> What to produce
Every entry below is to be retyped exactly as it stands.

(Records from a collection)
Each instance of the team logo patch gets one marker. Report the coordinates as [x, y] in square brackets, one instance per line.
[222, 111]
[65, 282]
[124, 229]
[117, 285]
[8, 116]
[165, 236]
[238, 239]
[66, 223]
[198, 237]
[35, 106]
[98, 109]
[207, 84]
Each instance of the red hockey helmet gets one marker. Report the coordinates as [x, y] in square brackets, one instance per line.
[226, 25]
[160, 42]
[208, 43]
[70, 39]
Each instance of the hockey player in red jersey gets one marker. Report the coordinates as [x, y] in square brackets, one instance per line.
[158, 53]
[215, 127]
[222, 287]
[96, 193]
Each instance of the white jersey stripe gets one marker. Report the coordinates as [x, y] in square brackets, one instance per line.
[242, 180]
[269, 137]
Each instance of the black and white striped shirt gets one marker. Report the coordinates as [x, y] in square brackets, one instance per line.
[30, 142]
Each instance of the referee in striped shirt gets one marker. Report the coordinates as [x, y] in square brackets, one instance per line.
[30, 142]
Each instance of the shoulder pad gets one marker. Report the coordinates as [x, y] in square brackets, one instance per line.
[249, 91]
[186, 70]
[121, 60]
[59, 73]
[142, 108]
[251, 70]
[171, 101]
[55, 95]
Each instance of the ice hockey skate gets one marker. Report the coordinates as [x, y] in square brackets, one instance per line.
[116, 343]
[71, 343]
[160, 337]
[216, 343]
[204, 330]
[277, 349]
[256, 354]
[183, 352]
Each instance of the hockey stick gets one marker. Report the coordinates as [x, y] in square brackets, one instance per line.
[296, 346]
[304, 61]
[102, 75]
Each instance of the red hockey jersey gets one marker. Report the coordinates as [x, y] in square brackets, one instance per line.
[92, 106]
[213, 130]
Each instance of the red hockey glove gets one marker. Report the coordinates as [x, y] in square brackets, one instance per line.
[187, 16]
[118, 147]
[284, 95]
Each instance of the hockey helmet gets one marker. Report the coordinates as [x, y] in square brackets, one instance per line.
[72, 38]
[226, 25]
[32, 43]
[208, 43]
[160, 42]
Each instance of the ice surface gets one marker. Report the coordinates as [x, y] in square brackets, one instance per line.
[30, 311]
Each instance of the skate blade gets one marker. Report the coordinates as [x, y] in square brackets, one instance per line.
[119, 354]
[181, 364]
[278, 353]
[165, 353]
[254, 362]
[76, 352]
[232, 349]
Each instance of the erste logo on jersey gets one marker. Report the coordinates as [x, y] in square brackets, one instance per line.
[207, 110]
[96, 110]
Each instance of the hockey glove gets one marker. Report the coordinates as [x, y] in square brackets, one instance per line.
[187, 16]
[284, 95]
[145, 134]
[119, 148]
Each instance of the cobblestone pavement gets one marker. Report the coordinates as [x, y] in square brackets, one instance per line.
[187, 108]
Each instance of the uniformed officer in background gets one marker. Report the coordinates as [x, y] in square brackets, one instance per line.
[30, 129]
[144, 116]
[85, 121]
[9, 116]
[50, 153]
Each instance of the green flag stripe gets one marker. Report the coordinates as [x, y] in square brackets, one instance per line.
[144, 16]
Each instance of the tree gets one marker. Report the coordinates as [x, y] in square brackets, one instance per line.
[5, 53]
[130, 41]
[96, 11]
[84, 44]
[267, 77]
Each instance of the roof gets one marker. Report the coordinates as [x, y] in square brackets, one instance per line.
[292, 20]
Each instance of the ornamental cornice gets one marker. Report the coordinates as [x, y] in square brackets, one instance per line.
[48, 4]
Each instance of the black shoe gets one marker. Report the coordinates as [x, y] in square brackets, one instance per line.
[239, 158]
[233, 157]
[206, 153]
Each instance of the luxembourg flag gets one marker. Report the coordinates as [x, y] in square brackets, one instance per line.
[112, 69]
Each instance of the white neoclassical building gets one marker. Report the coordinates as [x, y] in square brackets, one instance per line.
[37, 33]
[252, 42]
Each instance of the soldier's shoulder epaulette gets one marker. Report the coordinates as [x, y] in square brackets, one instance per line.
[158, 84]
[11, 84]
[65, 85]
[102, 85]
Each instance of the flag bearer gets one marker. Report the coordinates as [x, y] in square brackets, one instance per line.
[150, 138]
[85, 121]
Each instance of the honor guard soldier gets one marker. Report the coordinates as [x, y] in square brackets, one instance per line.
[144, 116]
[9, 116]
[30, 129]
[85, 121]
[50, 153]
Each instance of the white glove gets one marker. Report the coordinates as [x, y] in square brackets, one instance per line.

> Solution
Each instance of the team logo patch gets one marker. Report the coordinates as [x, y] in square brackets, one instance per line.
[222, 111]
[65, 282]
[124, 229]
[117, 285]
[8, 116]
[165, 236]
[238, 239]
[66, 223]
[198, 237]
[35, 106]
[98, 109]
[207, 84]
Each instance of the red hockey helmet gets one marker. Report the coordinates as [x, y] in square brackets, one instance per line.
[226, 25]
[160, 42]
[208, 43]
[70, 39]
Each instance of the hockey player in red jersey gets one marker. Report the coordinates as [x, y] in square brackets, one instance per line.
[158, 53]
[215, 127]
[222, 287]
[96, 193]
Each instance of the white jersey stripe gets one marker. Report the coordinates as [x, y] in square brackets, one instance per line.
[242, 180]
[269, 137]
Each instance of the black and white striped shirt gets one marker. Report the coordinates as [x, y] in square brackets, one instance per line.
[30, 142]
Each instance of the referee in striped shirt gets one marker. Report the coordinates as [x, y] in square brackets, one instance per line.
[30, 142]
Each instance of the shoulder pad gets one marker. Report the coordinates as [x, y] in square brackets, one instance per line.
[249, 91]
[186, 70]
[121, 60]
[59, 73]
[142, 108]
[251, 70]
[171, 101]
[55, 95]
Each instance of the ice hockey skate gets one marker. Report the coordinates as [x, y] in square brackets, one instance per line.
[116, 343]
[71, 343]
[160, 337]
[216, 343]
[204, 330]
[277, 349]
[256, 354]
[183, 352]
Each instance of the hockey stick gets one marker. Report the coordinates as [x, y] in square brackets, one instance per line.
[296, 346]
[304, 61]
[102, 75]
Each instance of the red hockey jersey gets one marker. Report the coordinates as [x, y] in square brackets, one instance per line.
[92, 106]
[213, 130]
Each instance of the red hockey glove gets one marker. Report the coordinates as [x, y] in square brackets, one instance per line.
[187, 16]
[118, 147]
[284, 95]
Each instance of the hockey helmet gets one marker. Report the coordinates as [x, y] in square brackets, one instance per line.
[72, 38]
[226, 25]
[32, 43]
[208, 43]
[160, 42]
Each instance of the ice surface gets one marker. Report the coordinates as [x, y] in square brackets, one instance per line.
[30, 311]
Each instance of the skate blade gets one marker. Report the coordinates as [x, y] in square brackets, one instance per line.
[119, 354]
[181, 364]
[278, 353]
[165, 353]
[254, 362]
[76, 352]
[232, 349]
Each instance of the erste logo on jersey gets one marker. Report the coordinates as [x, y] in square brackets, one instance per line.
[207, 110]
[96, 110]
Each instance of the hockey glove gets one marker. Report the coordinates as [x, y] in square brackets, one instance per line.
[187, 16]
[284, 95]
[145, 134]
[119, 148]
Each instance of the cobblestone pavement gets one marker. Report the coordinates as [x, y] in square brackets, one instance per line.
[187, 108]
Each instance of the uniformed officer in background gets one marker. Report the coordinates as [x, y] in square brackets, one instance per line.
[30, 129]
[144, 116]
[85, 121]
[9, 116]
[50, 153]
Each instance of the green flag stripe gets one marker. Report the coordinates as [x, y] in square brackets, one instance per line.
[144, 16]
Each instance of the tree gets one marker. Report the coordinates as [x, y] in square brackets, one instance per line.
[5, 53]
[130, 41]
[96, 11]
[84, 44]
[267, 77]
Each instance of the roof gets one marker. Report the coordinates as [x, y] in square brackets, one instance per line.
[292, 20]
Each instance of the ornamental cornice gets one marker. Report the coordinates as [x, y] in square brackets, one instance per line.
[48, 4]
Each instance of the black shoe gets one marker. Report the coordinates as [x, y] in square brackets, one instance per line.
[239, 158]
[233, 157]
[206, 153]
Each instance of the luxembourg flag gets one marker. Report the coordinates as [x, y] in square brackets, one instance per line.
[112, 69]
Each instance of the white neoclassical building gets one marker. Report the coordinates as [x, y] in square brackets, one instance per line.
[37, 33]
[252, 42]
Each instance of the soldier's shoulder epaulette gets one marker. Report the coordinates as [x, y] in square brackets, one instance per line.
[158, 84]
[11, 84]
[65, 85]
[102, 85]
Each instance of the flag bearer gets one marker. Report the coordinates as [x, y] in square brackets, one instance per line.
[150, 138]
[85, 121]
Each instance of the honor guard soldier gets one marker. Report the coordinates as [x, y] in square brackets, one instance per line.
[144, 116]
[9, 116]
[30, 129]
[85, 121]
[50, 153]
Each instance of the white glove gets one marker. Report the coordinates as [x, y] in square brackets, one instance per line.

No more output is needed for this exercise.